SOURCE TEXT:
I have never used the tm700 but all I hear are good things about it

since both of these cameras aren't really professional the manual settings will be somewhat limited. The HF s200 has a manual focus nob under the lens but its kind of hard to learn how to use. I'm pretty sure you can control the manual settings you mentioned like aperture, white balence etc. on these cameras 
If you want true manual setting the price range goes way up like $1000-2000 but for the regular filmer the above 2 cameras get the job done without a problem


----------



## alecdude88 (Dec 13, 2009)

nitroboarder22 said:


> i dont remember the prices exactly but there are 2 prosumer type camcorders that come to mind
> 
> the canon hf s200 (or any HF series canon) I had the HF s100 and loved it. the image quality is amazing, I made a handle for it and bought a fisheye. perfect little camera that still puts out amazing video
> 
> ...

[Records from a point labeling set]
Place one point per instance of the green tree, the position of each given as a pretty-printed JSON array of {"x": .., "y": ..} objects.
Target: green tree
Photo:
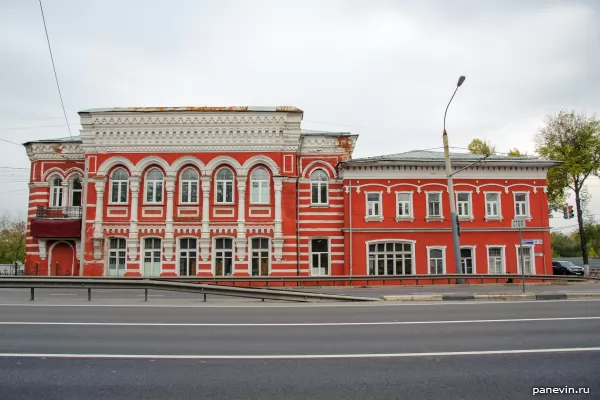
[
  {"x": 574, "y": 140},
  {"x": 478, "y": 146},
  {"x": 12, "y": 240}
]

GOAL 1:
In the camcorder forum text, why does the writer expect the manual settings on the two cameras to be somewhat limited? Answer in one to three sentences.
GOAL 2:
In the camcorder forum text, rewrite the passage starting with "I have never" and going on through "(Dec 13, 2009)", putting "rather" in place of "kind of".

TASK RESPONSE 1:
The writer expects limited manual settings because neither of the two cameras is really professional. Cameras with true manual settings cost far more, roughly $1000-2000.

TASK RESPONSE 2:
I have never used the tm700 but all I hear are good things about it

since both of these cameras aren't really professional the manual settings will be somewhat limited. The HF s200 has a manual focus nob under the lens but its rather hard to learn how to use. I'm pretty sure you can control the manual settings you mentioned like aperture, white balence etc. on these cameras 
If you want true manual setting the price range goes way up like $1000-2000 but for the regular filmer the above 2 cameras get the job done without a problem


----------



## alecdude88 (Dec 13, 2009)